**Exercise details:**
Put the stretch of the listing below, from the line containing "left arm, imagine" through the end of the listing, into a JSON list of strings with one string per line, leaving out any blank lines.

**Data to use:**
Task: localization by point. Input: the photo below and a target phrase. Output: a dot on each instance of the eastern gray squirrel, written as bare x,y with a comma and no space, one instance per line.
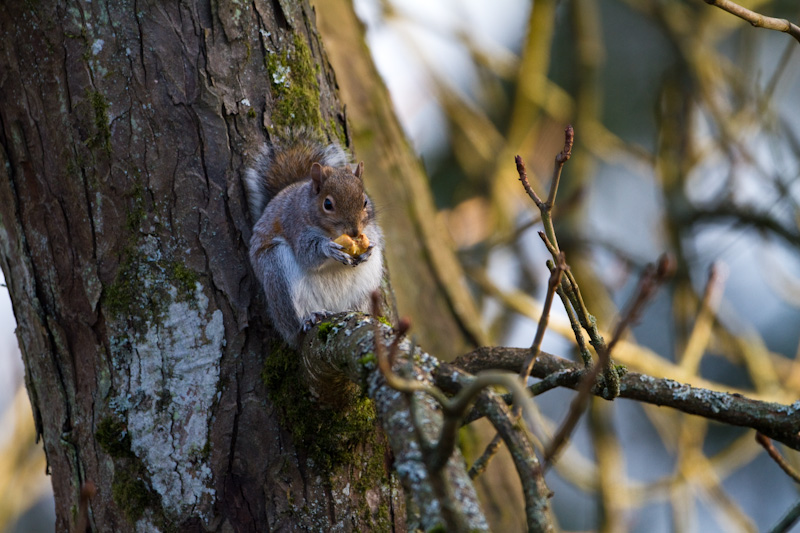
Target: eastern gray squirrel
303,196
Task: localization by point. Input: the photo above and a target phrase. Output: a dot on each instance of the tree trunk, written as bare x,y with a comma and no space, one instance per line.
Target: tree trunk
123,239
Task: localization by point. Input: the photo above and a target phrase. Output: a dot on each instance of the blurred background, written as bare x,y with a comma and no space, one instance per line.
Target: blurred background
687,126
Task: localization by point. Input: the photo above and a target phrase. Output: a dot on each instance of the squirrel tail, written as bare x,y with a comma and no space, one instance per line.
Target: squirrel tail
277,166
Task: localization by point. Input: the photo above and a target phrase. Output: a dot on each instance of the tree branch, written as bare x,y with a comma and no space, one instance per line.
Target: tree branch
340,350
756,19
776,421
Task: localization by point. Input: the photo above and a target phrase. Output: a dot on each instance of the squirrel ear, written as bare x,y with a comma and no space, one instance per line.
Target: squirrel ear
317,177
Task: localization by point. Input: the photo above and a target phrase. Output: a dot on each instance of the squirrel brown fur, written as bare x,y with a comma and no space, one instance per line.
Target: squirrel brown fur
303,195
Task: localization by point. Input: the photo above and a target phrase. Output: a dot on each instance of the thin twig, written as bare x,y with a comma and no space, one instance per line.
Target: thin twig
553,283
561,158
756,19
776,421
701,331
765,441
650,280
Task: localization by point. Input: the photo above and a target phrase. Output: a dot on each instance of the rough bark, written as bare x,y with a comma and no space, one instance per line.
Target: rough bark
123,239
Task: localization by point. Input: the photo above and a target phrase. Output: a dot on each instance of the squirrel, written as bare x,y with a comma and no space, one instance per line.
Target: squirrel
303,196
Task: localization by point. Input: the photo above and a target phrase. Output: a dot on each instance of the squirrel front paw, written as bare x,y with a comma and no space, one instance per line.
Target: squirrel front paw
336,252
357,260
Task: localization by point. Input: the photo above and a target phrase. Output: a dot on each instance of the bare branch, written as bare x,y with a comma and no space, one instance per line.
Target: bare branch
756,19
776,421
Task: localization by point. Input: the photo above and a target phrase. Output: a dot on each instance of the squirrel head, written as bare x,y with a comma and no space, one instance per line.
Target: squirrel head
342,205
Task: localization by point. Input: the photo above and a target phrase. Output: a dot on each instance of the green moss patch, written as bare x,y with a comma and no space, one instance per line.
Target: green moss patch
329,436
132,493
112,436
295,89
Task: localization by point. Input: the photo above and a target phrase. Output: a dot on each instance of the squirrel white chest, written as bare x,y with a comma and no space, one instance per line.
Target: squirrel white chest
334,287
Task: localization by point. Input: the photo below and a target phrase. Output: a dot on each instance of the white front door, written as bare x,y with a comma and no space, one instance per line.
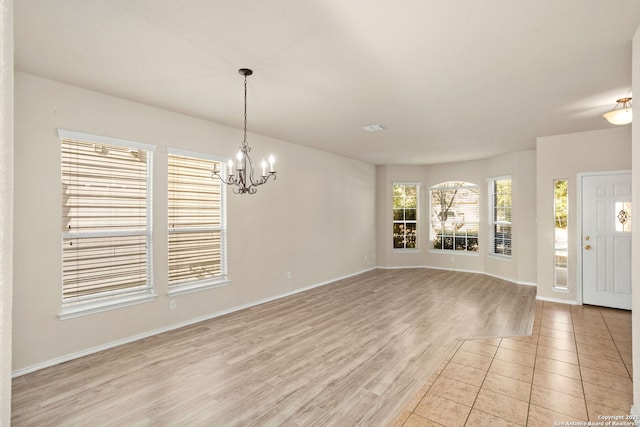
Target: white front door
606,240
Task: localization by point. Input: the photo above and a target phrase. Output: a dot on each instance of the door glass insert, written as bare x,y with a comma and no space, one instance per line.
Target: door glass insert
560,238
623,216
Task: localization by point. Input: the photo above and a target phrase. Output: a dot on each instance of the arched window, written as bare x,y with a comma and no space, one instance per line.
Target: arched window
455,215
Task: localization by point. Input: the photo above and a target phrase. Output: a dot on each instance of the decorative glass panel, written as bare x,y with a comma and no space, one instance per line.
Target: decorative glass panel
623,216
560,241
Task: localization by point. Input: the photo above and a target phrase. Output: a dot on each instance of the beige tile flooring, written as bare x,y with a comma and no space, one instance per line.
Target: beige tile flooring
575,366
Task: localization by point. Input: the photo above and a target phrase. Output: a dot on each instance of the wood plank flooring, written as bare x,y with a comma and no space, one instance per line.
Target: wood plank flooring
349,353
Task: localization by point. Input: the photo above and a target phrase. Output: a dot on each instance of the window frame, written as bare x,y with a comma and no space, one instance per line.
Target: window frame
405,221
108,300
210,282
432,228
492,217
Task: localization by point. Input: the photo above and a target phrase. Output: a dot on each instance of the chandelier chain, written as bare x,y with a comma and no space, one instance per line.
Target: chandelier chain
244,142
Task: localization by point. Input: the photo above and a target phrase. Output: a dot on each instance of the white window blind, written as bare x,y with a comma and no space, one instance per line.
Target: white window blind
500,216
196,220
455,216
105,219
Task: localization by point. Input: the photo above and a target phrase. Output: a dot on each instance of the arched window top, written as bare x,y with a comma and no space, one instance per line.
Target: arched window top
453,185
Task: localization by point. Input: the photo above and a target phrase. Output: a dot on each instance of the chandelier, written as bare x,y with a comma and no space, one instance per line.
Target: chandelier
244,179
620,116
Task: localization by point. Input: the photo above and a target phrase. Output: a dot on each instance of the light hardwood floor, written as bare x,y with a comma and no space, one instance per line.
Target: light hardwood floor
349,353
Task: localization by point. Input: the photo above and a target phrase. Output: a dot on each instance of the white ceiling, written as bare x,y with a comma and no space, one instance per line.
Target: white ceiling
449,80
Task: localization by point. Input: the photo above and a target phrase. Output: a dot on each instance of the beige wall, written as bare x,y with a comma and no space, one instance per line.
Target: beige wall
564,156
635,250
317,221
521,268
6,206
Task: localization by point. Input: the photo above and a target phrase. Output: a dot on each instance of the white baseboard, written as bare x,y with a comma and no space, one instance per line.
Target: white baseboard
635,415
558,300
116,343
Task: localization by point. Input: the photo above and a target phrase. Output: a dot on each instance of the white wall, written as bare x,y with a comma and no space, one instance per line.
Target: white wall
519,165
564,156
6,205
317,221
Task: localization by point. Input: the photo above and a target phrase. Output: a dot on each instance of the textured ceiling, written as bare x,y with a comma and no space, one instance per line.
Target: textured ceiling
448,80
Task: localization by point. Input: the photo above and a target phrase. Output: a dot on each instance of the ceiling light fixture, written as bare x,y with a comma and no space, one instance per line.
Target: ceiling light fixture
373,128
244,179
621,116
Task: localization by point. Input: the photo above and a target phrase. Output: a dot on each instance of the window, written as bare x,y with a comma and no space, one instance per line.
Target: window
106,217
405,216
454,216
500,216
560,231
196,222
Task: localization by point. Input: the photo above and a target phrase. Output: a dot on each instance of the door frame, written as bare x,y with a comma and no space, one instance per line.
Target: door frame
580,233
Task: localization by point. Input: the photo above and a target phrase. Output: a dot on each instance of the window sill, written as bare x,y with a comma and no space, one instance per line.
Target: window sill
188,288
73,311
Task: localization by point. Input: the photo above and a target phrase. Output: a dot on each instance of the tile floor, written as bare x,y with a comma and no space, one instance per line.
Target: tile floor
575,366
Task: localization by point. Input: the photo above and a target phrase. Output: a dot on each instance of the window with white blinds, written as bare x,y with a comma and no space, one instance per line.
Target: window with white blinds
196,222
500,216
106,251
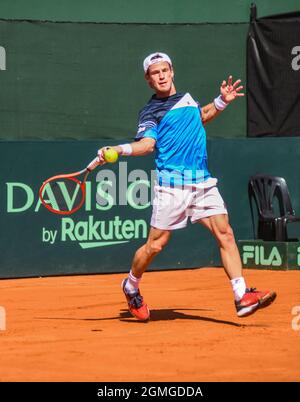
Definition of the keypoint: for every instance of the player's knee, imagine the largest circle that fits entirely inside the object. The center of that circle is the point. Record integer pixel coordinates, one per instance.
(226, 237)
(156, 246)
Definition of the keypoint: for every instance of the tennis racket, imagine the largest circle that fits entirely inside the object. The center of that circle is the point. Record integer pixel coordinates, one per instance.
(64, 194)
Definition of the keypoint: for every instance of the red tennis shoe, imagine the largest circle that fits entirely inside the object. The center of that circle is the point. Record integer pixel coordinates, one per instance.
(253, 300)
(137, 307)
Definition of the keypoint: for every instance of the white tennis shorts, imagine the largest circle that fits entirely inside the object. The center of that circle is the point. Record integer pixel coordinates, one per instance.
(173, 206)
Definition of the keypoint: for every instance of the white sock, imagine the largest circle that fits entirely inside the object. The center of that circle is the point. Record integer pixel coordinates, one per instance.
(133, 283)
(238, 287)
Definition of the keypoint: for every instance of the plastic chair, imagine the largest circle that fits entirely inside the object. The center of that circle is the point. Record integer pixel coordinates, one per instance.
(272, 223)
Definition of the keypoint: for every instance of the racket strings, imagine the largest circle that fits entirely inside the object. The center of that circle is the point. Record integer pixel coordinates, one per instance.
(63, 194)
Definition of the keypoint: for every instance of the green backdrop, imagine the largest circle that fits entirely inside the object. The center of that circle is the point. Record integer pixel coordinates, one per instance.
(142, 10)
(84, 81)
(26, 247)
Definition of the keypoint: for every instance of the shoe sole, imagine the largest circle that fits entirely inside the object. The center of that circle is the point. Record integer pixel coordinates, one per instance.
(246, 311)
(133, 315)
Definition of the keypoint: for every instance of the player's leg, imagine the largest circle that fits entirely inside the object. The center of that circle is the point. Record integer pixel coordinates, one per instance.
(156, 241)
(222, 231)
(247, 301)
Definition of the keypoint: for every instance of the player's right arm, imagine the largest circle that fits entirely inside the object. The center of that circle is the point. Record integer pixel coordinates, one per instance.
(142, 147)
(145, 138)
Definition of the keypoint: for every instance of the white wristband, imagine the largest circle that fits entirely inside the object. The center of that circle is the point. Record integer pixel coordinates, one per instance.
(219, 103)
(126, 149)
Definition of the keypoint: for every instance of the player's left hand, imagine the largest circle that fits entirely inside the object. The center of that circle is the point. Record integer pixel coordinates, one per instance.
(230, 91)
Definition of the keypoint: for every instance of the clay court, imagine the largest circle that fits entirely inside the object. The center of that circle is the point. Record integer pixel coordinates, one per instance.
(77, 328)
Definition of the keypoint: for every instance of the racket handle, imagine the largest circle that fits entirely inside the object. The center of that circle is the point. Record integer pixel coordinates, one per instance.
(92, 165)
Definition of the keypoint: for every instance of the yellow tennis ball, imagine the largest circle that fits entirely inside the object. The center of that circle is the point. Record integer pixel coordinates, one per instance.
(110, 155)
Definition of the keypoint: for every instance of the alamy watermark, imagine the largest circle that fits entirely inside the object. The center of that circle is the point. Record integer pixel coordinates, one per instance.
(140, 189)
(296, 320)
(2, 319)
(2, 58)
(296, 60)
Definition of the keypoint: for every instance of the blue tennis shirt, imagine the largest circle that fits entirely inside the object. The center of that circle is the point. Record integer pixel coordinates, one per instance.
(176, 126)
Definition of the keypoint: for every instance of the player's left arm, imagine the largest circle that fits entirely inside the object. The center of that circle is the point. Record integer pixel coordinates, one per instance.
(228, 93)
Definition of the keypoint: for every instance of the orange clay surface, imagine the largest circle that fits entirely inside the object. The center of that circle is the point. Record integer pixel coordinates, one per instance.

**Solution for this problem:**
[
  "Definition of the keypoint: for every instance of the player's left arm, imagine the largest circle that fits entirely inside the object. The center of that circle is the point. Record integer pixel coordinates, one per instance.",
  "(228, 93)",
  "Definition of the keypoint: for every instance of the orange clay surface, imagine the largest circle that fits entirely inside the object. The center of that circle is the point. Record integer pixel coordinates, one per instance."
]